=== EXCERPTED TEXT ===
-- Opening Marker --

John Pearson, Iowa Department of Natural Resources, will present "Perspectives of Iowa Savannas for Restoring a Pre-Settlement Landscape." Savanna was a major plant community of early Iowa occupying more than 2.4 million acres. Types of savanna differed ranging from park-like areas with widely distributed tress interspersed with prairie vegetation and virtually no shrub layer to dense thickets of woody species within a prairie matrix with a few stunted open growth trees. Oak savanna is regarded as a high priority for conservation because no original savanna currently exists. Interest in savanna restoration is increasing, but selecting sites to restore is influenced by variety of definitions and concepts. Pearson will explore contrasting concepts in savanna posed by historic maps, modern soil surveys and floristics, and relate them to the use of 1832-1859 General Land Office surveys, Mollic Hapludalf soil maps and plant indicator species in restoration. Refreshments will be provided.
Dr. E. Arthur "Art" Bettis of the University of Iowa's Department of Geoscience will outline the processes that formed the landscape of the Mississippi River valley during the last glacial period and over the past 10,000 years. Bettis will also discuss why bottomland restoration scenarios should incorporate existing information about the valley’s geomorphology to develop cost-effective projects and best management practices.

-- Closing Marker --

=== SUPPLIED INFORMATION ===
-- Opening Marker --

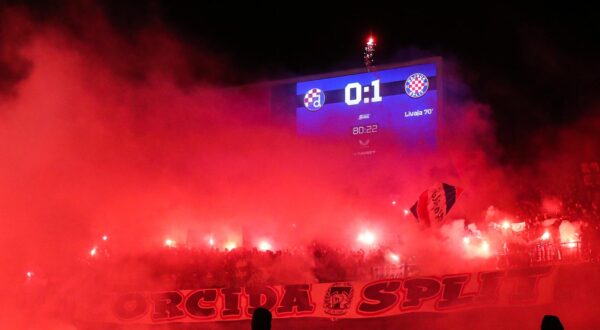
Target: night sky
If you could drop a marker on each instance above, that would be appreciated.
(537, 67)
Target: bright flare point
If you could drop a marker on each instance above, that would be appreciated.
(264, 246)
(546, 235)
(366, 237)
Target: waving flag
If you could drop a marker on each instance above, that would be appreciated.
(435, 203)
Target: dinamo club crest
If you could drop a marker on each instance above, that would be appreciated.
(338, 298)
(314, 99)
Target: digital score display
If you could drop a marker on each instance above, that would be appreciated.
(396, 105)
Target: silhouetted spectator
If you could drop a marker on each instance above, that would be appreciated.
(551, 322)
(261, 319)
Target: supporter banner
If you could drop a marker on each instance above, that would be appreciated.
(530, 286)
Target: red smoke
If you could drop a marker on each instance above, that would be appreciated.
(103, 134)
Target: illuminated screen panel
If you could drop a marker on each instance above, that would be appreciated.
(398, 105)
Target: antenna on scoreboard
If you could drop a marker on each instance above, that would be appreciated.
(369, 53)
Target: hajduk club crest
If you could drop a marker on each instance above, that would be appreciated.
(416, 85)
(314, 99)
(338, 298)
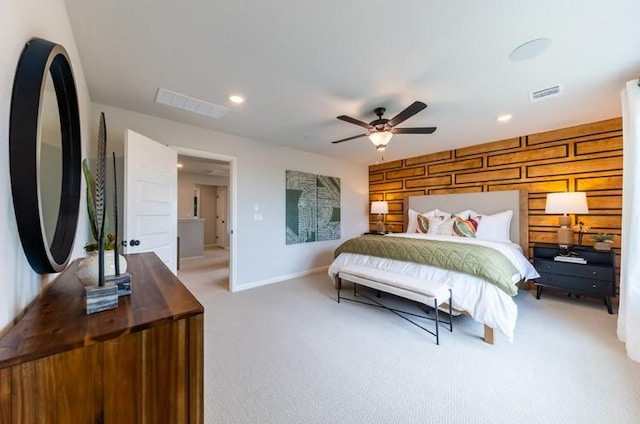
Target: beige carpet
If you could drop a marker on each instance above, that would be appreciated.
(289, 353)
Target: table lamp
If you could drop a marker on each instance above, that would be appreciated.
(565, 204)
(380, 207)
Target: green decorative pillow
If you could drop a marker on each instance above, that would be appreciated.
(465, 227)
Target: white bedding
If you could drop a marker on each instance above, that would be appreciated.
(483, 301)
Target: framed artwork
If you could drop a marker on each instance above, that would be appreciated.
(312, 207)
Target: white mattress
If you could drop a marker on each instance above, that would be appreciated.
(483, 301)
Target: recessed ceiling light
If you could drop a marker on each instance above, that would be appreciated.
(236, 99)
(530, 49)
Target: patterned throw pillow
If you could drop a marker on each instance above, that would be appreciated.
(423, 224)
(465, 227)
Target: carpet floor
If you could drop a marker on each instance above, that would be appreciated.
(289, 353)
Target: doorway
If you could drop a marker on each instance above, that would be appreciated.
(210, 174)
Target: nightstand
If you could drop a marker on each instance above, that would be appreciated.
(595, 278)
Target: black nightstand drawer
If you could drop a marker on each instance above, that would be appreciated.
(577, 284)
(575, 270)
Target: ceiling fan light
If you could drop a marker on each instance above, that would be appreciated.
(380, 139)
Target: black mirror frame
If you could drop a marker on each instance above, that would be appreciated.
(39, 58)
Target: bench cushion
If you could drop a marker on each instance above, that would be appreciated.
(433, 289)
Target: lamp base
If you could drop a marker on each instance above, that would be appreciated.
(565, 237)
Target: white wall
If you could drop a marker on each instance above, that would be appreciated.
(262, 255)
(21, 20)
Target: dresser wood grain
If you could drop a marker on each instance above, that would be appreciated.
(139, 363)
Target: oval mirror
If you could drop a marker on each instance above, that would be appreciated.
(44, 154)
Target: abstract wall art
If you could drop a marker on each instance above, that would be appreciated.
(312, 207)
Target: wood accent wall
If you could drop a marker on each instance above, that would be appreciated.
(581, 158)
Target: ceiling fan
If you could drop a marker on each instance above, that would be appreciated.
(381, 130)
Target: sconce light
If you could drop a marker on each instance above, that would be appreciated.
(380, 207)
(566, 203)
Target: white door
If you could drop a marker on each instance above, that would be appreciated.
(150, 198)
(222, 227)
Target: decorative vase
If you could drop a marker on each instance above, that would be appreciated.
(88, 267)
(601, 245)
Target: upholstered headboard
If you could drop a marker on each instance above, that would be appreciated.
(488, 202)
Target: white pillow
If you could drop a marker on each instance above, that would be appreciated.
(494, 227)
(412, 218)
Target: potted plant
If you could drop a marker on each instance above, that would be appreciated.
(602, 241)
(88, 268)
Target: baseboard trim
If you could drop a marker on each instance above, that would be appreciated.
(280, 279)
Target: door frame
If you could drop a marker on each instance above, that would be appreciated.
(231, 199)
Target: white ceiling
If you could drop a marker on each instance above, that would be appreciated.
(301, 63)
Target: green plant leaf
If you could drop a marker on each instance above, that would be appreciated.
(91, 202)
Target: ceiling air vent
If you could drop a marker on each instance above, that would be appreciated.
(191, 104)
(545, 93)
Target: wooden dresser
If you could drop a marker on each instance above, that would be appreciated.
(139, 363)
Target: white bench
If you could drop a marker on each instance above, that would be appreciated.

-- Closing Marker --
-- Opening Marker --

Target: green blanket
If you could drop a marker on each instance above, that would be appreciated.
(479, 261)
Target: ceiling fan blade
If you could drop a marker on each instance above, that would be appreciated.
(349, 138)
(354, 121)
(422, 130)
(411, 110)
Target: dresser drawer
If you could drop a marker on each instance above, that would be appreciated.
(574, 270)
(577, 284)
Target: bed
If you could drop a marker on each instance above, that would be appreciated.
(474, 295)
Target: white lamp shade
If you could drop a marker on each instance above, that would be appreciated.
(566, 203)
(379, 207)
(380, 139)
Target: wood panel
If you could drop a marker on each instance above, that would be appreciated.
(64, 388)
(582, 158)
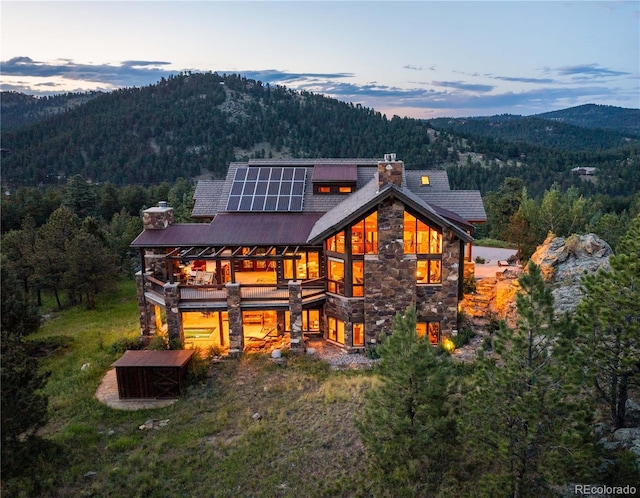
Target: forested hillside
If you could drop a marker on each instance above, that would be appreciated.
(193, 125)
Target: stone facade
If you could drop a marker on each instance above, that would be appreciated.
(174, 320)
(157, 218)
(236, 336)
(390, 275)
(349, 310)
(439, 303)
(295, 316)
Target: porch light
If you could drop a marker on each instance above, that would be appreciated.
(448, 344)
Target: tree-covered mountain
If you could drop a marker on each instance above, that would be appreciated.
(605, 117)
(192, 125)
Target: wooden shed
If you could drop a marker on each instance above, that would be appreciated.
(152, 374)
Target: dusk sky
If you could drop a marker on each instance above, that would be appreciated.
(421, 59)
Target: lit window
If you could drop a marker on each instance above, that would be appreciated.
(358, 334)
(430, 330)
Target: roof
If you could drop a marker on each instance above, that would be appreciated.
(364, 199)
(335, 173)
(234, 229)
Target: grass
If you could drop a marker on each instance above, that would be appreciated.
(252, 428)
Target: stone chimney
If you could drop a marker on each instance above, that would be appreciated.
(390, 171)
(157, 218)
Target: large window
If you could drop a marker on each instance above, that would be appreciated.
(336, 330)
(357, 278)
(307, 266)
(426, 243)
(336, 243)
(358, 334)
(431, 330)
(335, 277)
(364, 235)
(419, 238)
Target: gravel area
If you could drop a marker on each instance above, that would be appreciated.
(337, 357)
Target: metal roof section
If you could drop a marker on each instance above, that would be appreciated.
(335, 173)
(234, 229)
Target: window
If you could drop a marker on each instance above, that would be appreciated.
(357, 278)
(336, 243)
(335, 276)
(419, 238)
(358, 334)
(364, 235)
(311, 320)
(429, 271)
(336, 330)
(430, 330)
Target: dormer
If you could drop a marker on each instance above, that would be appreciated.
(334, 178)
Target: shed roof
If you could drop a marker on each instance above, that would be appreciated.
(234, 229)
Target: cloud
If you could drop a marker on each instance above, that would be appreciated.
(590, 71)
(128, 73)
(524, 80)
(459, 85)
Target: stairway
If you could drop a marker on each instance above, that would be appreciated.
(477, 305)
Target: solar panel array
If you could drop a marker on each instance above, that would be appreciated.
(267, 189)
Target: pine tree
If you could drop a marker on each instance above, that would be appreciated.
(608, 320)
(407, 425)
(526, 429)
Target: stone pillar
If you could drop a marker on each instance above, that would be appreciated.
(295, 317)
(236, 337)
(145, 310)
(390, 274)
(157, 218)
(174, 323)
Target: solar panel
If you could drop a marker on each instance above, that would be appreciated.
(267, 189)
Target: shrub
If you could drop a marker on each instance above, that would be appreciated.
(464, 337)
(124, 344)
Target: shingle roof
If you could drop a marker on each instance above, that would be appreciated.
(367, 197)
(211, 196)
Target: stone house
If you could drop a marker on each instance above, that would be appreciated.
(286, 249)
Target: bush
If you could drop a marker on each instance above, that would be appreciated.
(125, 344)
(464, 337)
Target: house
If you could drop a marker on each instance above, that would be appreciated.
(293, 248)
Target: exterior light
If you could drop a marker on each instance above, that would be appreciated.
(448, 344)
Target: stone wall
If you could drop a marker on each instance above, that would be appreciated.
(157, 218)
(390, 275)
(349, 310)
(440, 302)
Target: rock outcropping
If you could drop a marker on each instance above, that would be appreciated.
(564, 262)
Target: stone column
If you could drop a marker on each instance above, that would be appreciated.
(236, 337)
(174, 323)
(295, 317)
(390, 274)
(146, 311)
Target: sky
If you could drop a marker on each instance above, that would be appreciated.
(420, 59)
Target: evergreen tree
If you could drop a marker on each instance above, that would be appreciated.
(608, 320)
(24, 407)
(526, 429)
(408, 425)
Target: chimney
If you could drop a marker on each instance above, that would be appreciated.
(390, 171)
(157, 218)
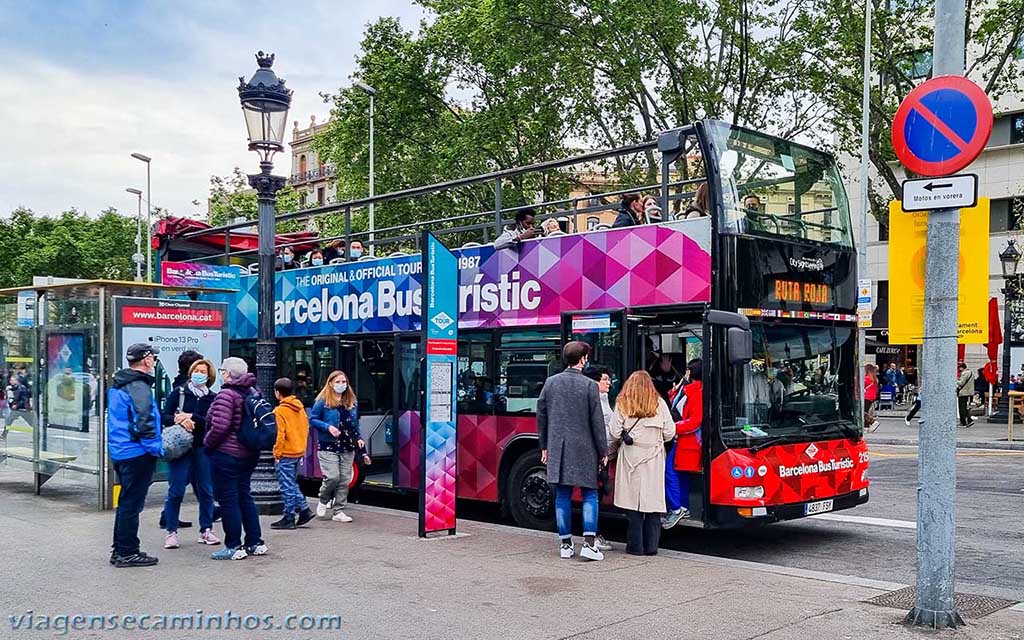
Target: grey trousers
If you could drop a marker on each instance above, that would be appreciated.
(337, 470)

-- Closing Marker --
-- Opening Marker --

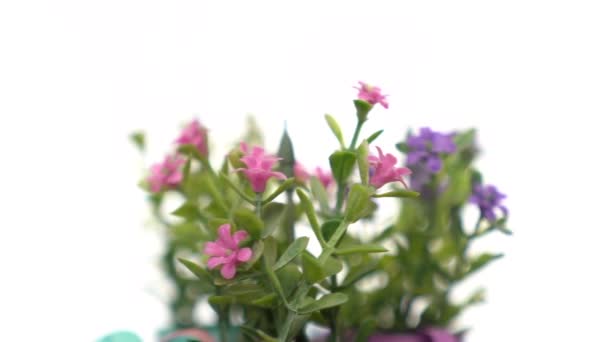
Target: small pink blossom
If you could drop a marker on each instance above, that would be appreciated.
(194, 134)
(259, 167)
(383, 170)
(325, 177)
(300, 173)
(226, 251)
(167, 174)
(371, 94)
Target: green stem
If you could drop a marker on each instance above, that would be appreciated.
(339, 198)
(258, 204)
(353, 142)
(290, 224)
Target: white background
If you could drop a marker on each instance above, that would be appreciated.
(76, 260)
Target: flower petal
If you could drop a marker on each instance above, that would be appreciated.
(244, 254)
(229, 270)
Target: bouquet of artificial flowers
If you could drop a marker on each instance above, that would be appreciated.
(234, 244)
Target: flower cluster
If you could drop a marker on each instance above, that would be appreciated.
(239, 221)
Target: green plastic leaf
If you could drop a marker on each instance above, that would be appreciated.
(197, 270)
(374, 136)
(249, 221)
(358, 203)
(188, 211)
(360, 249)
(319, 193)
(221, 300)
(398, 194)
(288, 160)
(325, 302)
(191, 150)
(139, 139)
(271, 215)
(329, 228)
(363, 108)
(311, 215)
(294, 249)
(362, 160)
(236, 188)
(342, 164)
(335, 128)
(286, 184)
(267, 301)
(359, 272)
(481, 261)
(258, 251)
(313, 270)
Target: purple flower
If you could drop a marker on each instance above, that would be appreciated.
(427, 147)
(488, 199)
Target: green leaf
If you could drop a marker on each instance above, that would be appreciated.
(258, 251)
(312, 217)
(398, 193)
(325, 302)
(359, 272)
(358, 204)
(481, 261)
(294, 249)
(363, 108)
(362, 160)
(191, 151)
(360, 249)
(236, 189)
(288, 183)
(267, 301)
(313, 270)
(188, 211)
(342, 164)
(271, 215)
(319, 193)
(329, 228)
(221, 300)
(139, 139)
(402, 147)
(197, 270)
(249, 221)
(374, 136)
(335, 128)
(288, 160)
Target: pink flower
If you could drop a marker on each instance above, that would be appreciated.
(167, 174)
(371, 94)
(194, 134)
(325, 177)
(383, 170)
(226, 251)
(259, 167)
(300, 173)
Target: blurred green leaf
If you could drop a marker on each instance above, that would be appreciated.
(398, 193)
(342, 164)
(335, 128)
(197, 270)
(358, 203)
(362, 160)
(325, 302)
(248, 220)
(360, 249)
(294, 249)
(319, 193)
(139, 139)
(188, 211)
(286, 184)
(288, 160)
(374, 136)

-- Closing Marker --

=== PROMPT 1 ===
From the talk descriptions, extract everything from "Dr. E. Arthur" up to and including "best management practices.".
=== PROMPT 2 ===
Do these statements agree with the talk descriptions? Answer yes or no for each, quoting the words that decide it.
(a) Savanna in early Iowa covered more than 2.4 million acres.
(b) Some original oak savanna still exists today.
(c) Bettis works for the Iowa Department of Natural Resources.
=== PROMPT 3 ===
Can you turn the paragraph of the talk descriptions that begins "Dr. E. Arthur" into a short list that keeps its main facts?
Nothing in the records matters here.

=== RESULT 1 ===
Dr. E. Arthur "Art" Bettis of the University of Iowa's Department of Geoscience will outline the processes that formed the landscape of the Mississippi River valley during the last glacial period and over the past 10,000 years. Bettis will also discuss why bottomland restoration scenarios should incorporate existing information about the valley’s geomorphology to develop cost-effective projects and best management practices.

=== RESULT 2 ===
(a) Yes: "occupying more than 2.4 million acres"
(b) No: "no original savanna currently exists"
(c) No: "of the University of Iowa's Department of Geoscience"

=== RESULT 3 ===
- Speaker: Dr. E. Arthur "Art" Bettis, University of Iowa Department of Geoscience
- Topic: the processes that formed the Mississippi River valley landscape during the last glacial period and over the past 10,000 years
- Also covered: why bottomland restoration scenarios should draw on existing information about the valley's geomorphology to develop cost-effective projects and best management practices